• _Task prompt_: Return the full material exactly.

• _Task data_:

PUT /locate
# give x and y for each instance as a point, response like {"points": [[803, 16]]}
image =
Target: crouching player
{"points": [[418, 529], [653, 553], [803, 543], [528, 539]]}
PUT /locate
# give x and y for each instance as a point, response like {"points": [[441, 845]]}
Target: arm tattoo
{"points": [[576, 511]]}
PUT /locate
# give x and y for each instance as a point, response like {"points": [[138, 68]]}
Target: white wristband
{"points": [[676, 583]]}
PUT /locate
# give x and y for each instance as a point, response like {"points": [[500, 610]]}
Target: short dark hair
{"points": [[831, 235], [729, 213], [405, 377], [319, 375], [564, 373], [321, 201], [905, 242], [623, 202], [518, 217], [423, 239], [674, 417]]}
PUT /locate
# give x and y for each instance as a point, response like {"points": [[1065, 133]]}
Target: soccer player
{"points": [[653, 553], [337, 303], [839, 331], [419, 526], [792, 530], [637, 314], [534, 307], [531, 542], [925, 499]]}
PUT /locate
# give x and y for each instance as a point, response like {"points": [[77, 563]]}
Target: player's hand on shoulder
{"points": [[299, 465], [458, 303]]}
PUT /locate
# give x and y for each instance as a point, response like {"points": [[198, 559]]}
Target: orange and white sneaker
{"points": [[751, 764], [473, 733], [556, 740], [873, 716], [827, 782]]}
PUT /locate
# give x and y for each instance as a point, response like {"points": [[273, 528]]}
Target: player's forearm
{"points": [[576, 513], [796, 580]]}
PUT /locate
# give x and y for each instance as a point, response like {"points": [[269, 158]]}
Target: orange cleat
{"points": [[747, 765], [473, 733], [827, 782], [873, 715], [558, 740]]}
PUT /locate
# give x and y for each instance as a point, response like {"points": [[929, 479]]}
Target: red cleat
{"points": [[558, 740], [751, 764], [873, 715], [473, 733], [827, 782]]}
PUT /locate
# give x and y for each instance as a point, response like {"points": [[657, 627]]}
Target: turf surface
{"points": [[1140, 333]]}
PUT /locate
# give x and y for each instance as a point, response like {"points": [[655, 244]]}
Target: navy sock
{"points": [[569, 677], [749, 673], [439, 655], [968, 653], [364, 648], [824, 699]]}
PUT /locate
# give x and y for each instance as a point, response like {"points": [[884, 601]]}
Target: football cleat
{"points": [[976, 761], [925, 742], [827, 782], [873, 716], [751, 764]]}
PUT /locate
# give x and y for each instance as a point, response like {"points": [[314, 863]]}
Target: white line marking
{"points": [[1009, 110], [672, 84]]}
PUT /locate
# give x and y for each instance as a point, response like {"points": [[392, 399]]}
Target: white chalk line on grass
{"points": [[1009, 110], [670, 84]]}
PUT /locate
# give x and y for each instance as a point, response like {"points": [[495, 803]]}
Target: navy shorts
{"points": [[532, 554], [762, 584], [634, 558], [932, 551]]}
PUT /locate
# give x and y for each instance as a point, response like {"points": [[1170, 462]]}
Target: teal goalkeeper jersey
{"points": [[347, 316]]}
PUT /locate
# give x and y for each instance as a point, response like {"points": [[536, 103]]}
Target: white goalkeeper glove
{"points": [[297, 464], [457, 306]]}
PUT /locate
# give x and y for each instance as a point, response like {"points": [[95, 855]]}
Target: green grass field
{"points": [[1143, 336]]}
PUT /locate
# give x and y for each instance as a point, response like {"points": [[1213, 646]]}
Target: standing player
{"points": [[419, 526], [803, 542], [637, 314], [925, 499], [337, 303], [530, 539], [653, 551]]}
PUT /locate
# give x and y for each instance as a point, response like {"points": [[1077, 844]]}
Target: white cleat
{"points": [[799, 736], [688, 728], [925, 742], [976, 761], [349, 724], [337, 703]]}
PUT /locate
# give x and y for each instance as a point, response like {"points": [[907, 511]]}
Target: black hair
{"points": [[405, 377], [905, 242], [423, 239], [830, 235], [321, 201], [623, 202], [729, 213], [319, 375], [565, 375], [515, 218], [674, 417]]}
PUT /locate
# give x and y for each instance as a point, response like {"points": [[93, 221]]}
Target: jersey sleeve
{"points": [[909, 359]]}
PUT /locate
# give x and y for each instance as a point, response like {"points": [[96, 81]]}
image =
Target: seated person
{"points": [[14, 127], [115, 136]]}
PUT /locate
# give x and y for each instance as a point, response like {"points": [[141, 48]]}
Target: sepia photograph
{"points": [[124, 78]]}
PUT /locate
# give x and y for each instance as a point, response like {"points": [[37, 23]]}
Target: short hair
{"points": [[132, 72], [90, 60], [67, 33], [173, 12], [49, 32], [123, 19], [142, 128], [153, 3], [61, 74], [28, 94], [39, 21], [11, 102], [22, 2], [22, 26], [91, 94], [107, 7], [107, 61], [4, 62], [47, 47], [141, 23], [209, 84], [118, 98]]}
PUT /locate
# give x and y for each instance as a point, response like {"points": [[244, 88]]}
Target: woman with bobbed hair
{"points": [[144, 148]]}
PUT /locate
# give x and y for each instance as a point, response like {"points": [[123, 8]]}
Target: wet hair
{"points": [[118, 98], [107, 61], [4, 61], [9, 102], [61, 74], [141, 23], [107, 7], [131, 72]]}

• _Response below_:
PUT /locate
# give x and y for each instance as a point, response like {"points": [[803, 16]]}
image =
Target: crouching player
{"points": [[418, 529], [653, 553], [803, 543], [528, 539]]}
PUT /locate
# give x and y for each instance as a point, response like {"points": [[441, 845]]}
Target: arm tattoo
{"points": [[576, 511]]}
PUT /locate
# give x and y for each instance as a point, response like {"points": [[138, 68]]}
Target: white wristband
{"points": [[676, 583]]}
PUT /locate
# give x and y for each instance as a point, response like {"points": [[500, 610]]}
Target: short dark hair
{"points": [[831, 235], [729, 213], [405, 377], [319, 375], [564, 373], [321, 201], [905, 242], [623, 202], [518, 217], [423, 239], [674, 417]]}
PUT /locate
# give x and y for each instance as a point, response like {"points": [[1065, 133]]}
Target: soccer player
{"points": [[653, 553], [337, 303], [839, 331], [419, 526], [792, 530], [637, 314], [534, 307], [531, 542], [925, 499]]}
PUT /locate
# give x and y for each instance as a point, response like {"points": [[77, 563]]}
Target: player's hand on shoulder
{"points": [[299, 465], [458, 303]]}
PUT /locate
# give x and y for each instance as a point, response like {"points": [[198, 559]]}
Target: orange and white sneaker
{"points": [[751, 764], [473, 733], [556, 740], [873, 716], [827, 782]]}
PUT /locate
# give x and y for each instance as a point, response like {"points": [[273, 528]]}
Target: player's forearm
{"points": [[576, 513], [796, 580]]}
PUT /locate
# give x and y for each instance as a point, response like {"points": [[269, 158]]}
Target: orange cleat
{"points": [[747, 765], [473, 733], [827, 782], [873, 715], [558, 740]]}
PUT /locate
# give x and y for each instance as a point, response like {"points": [[929, 479]]}
Target: red cleat
{"points": [[558, 740], [751, 764], [873, 715], [473, 733], [827, 782]]}
PUT /locate
# give x and y for each instance as a point, response like {"points": [[657, 627]]}
Target: turf surface
{"points": [[1140, 333]]}
PUT /locate
# give x and y for each instance as a point, response like {"points": [[655, 244]]}
Target: navy sock
{"points": [[569, 677], [749, 673], [439, 655], [968, 653], [364, 648], [824, 699]]}
PUT /locate
# give x and y for each instance as a point, response like {"points": [[884, 601]]}
Target: football cleat
{"points": [[976, 761], [925, 742], [827, 782], [873, 716], [751, 764]]}
PUT /locate
# give x and y for each instance as a point, response like {"points": [[314, 863]]}
Target: white line marking
{"points": [[1009, 110], [672, 84]]}
PUT /locate
# give x and y for each instance as a point, response like {"points": [[392, 399]]}
Target: white chalk line on grass
{"points": [[1009, 110], [670, 84]]}
PUT /locate
# give x and y for each instance as a point, response like {"points": [[495, 803]]}
Target: navy shorts
{"points": [[532, 554], [762, 584], [634, 558], [932, 551]]}
PUT /locate
# give x and y for each instance as a point, response like {"points": [[1170, 462]]}
Target: teal goalkeeper jersey
{"points": [[347, 316]]}
PUT /locate
# give x and y for each instance as a point, response like {"points": [[536, 103]]}
Target: white goalkeeper glove
{"points": [[297, 464], [457, 306]]}
PUT /locate
# give x and y for each instance as a point, response like {"points": [[95, 855]]}
Target: green grass field
{"points": [[1143, 336]]}
PUT /locate
# give x and y for each instance as a point, response like {"points": [[1213, 646]]}
Target: standing player
{"points": [[419, 526], [803, 542], [637, 314], [925, 499], [337, 303], [530, 539], [653, 551]]}
PUT /locate
# give x and y for each instance as a point, response like {"points": [[1077, 844]]}
Target: white cleat
{"points": [[799, 736], [688, 728], [925, 742], [976, 761], [349, 724], [337, 703]]}
PUT /locate
# give x and y for each instance as a point, response like {"points": [[907, 511]]}
Target: black hair
{"points": [[405, 377], [905, 242], [423, 239], [830, 235], [321, 201], [623, 202], [729, 213], [319, 375], [565, 375], [515, 218], [674, 417]]}
PUT /locate
# give x and y for each instance as a point, response like {"points": [[93, 221]]}
Target: jersey sleeve
{"points": [[909, 359]]}
PUT /locate
# give x and y for each instance as a point, response like {"points": [[96, 81]]}
image =
Target: seated person
{"points": [[14, 127], [115, 136]]}
PUT /locate
# give x and y for each instance as a point, response like {"points": [[141, 48]]}
Target: sepia photograph
{"points": [[124, 78]]}
PUT /locate
# give x and y for each instance as a point, response like {"points": [[37, 23]]}
Target: short hair
{"points": [[132, 72], [90, 60], [67, 33], [173, 12], [49, 32], [123, 19], [142, 128], [153, 3], [61, 74], [28, 94], [39, 21], [11, 102], [22, 2], [22, 26], [91, 94], [107, 7], [107, 61], [4, 62], [47, 47], [141, 23], [209, 84], [118, 98]]}
PUT /locate
# give x and y for each instance as a point, response like {"points": [[244, 88]]}
Target: woman with bobbed hair
{"points": [[144, 148]]}
PUT /locate
# give x and y for each instance as a point, response like {"points": [[123, 8]]}
Target: wet hair
{"points": [[118, 98], [107, 61], [4, 61], [9, 102], [61, 74], [141, 23], [107, 7], [131, 72]]}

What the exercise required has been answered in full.